§ O QUE FAZER
1 - Copia tal e qual, do texto sobre as cantigas da segada, o trecho que vai de "Dossier Sons da" até "Serrano Baptista, 1987.".
2 - Retoma o texto sobre as cantigas da segada logo a seguir à última frase e continua a escrevê-lo.

§ TRECHO SELECIONADO
+-------+
Dossier Sons da Terrra
Cantigas da Segada
Caçarelhos - VimiosoRomanceiro, tomo a dizer não o coligimos nunca; mas não na tradição
oral do povo (..) anda uma grande riqueza que ainda se não tratou de ajuntar e apurar
como ela merece e como tanto precisamos. Almeida
Garrett, in Introdução ao Romanceiro, Vol. II, 1851
Repetiam-se ao calor tórrido do sol as canções das segadas, essas
canções de notas arrevessadas amoldadas a rimances seculares. Antônio Maria Mourinho, in Cancioneiro Tradicional
Mirandês de Serrano Baptista, 1987.
Vivemos num tempo em contínua e rápida transformação. A tecnologia já chegou ao mundo
rural, impôs-se ao braço do homem e provocou profundas alterações no seu "modus
vivendi". A debulhadora, por exemplo, substituiu as foices milenárias e com elas as
composições de carácter estético, poético e "linguístico-discursivo", mais
conhecidas por cantigas da segada, rimances ou romances tradicionais.
Transmitidas oralmente, de geração em geração, através dos séculos desde a Alta
Idade Média, serviram sempre para lenir e alegrar um trabalho árduo, como confessa,
radiante, D. Adélia Garcia: "Era uma alegria. Trabalhávamos com graça, divertidos.
Passávamos os dias a cantar. Andávamos sempre com aquela "giga-joga" na boca,
não havia lugar para tristezas."
Fazendo parte do imaginário das pessoas, eram iniciadas pelo
"maioral" (chefe da ..camarada", ou seja, do grupo de ceifeiros), cantadas
em grupo, em grandes toadas, em plena "stalha" ou "sucada", e com mais
ritmo e fulgor pelo fim da tarde. Sinal de afrouxamento do sol, de alívio pelo trabalho
estar a terminar, de alegria pela geira ganha ou retempero de forças para a jornada
seguinte?
+-------+
§ EXCERTO DA FONTE
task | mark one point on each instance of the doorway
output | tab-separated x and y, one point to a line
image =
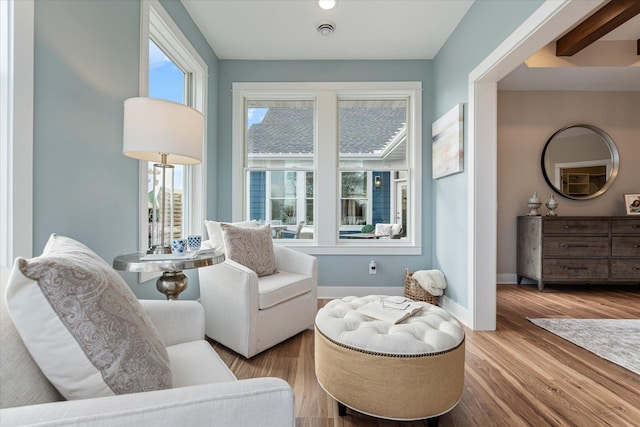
+-------+
§ RESULTADOS POR TAREFA
1 -
Dossier Sons da Terrra
Cantigas da Segada
Caçarelhos - VimiosoRomanceiro, tomo a dizer não o coligimos nunca; mas não na tradição
oral do povo (..) anda uma grande riqueza que ainda se não tratou de ajuntar e apurar
como ela merece e como tanto precisamos. Almeida
Garrett, in Introdução ao Romanceiro, Vol. II, 1851
Repetiam-se ao calor tórrido do sol as canções das segadas, essas
canções de notas arrevessadas amoldadas a rimances seculares. Antônio Maria Mourinho, in Cancioneiro Tradicional
Mirandês de Serrano Baptista, 1987.

2 -
Agradáveis ao ouvido, melódicas, ritmadas e com prelúdios de musicalidade medieval,
reportam-nos, como diz J. David Pinto-Correia, "aos cantares de gesta, a histórias
noticiosas elaboradas por jograis ou a intrigas provenientes do fundo baladístico
europeu, podendo, pois, ter conteúdo do foro épico, ou épico-lírico; principalmente
novelescosentimental, catártico-escon'uratório (Dei adinha), trágico-moralista,
noticioso-histórico, melancolicamente lírica, lírico-progressista (Gerinaldo),
lírico-religioso-moralista (O Lavrador da Arada), religioso (Na Manhã de São João) ou
épico-maravilhoso."
Cientes da importância que representam para o estudo e enriquecimento do nosso
cancioneiro/romanceiro e das ameaças que sofrem, seguindo os conselhos de Garrett, foi
nossa intenção fazer uma recolha e registo, de ordem temática, o mais fidedignos
possível.
Fizemo-lo numa região periférica, diferenciada, conservadora e baluarte da
cultura popular tradicional, em pleno coração do Planalto Mirandês, no Concelho de
Vimioso, na vetusta, "guapa" e acolhedora povoação de Caçarelhos, onde
outrora se falou mirandês e, ainda hoje, se conserva um tesouro cultural, puro e
cristalino, na memória lúcida, brilhante e expressiva de pessoas como as senhoras
Adélia Garcia e Maria Falcão e o senhor José Garcia, autênticas enciclopédias e
bibliotecas vivas e lídimos representantes da alma de um povo, maduro como a seara de
Julho.
A apresentação e transcrição dos romances seguem a ordem cronológica ritual própria
registando-se, em itálico, as alternâncias de código e interferências linguísticas
acentuadamente mirandesas. Nós cantamos como sabemos, "meio atrabessado",
comentam as nossas informantes.
Com este trabalho, queremos render a nossa homenagem a todos quantos se dedicaram ao
estudo deste tema e, em especial, à memória dos distintos investigadores Almeida Garrett
e Antônio Maria Mourinho, pioneiros no registo sistemático dos romances,
respectivamente, a nível nacional e local.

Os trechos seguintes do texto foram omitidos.